# Start of Data to use
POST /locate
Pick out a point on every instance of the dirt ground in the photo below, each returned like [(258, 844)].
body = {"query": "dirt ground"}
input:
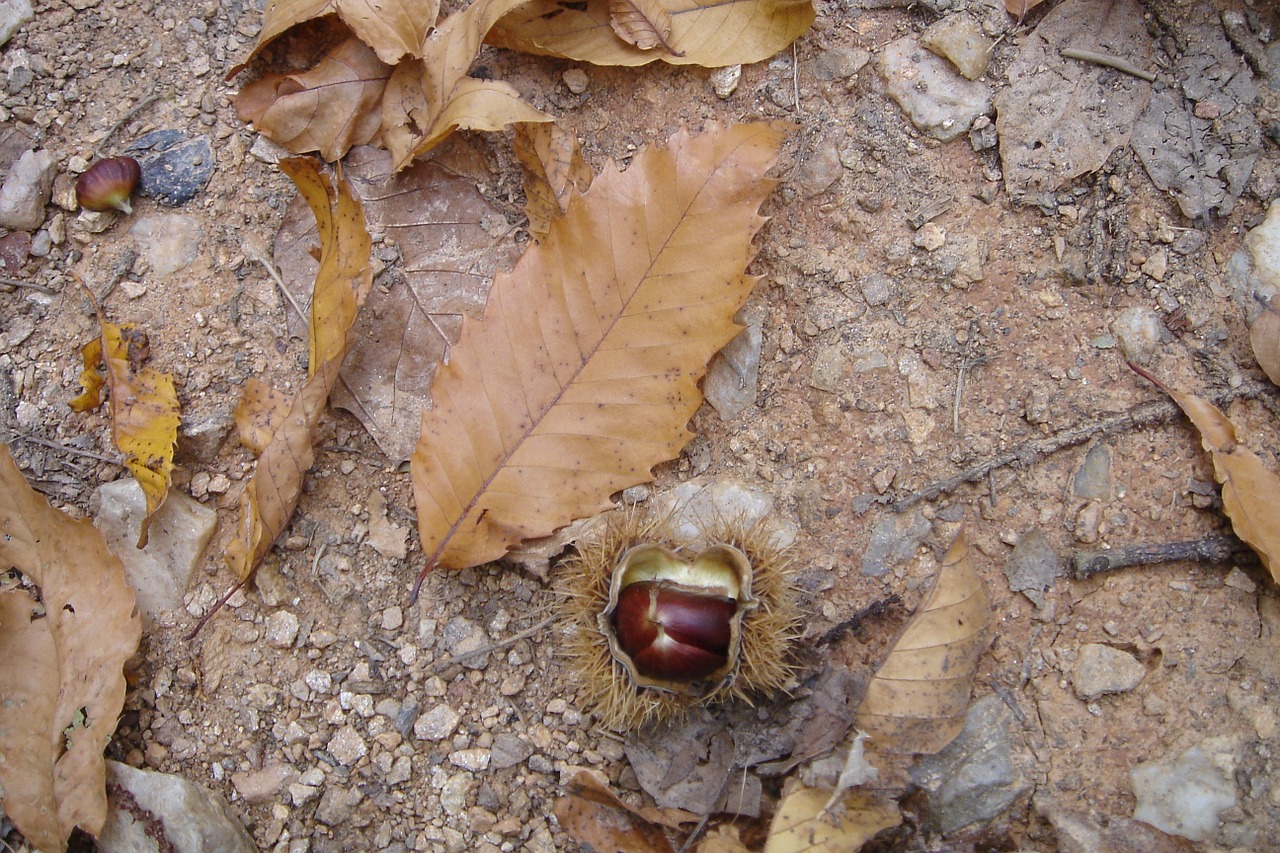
[(933, 374)]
# End of Data to use
:: Stated exercise ::
Copy out the material above word for word, leaving out the picture.

:: Final result ::
POST /locate
Pick out a point on every instance of the dirt ground in the photo below, each returned like [(258, 844)].
body = {"query": "dirt ground"}
input:
[(933, 374)]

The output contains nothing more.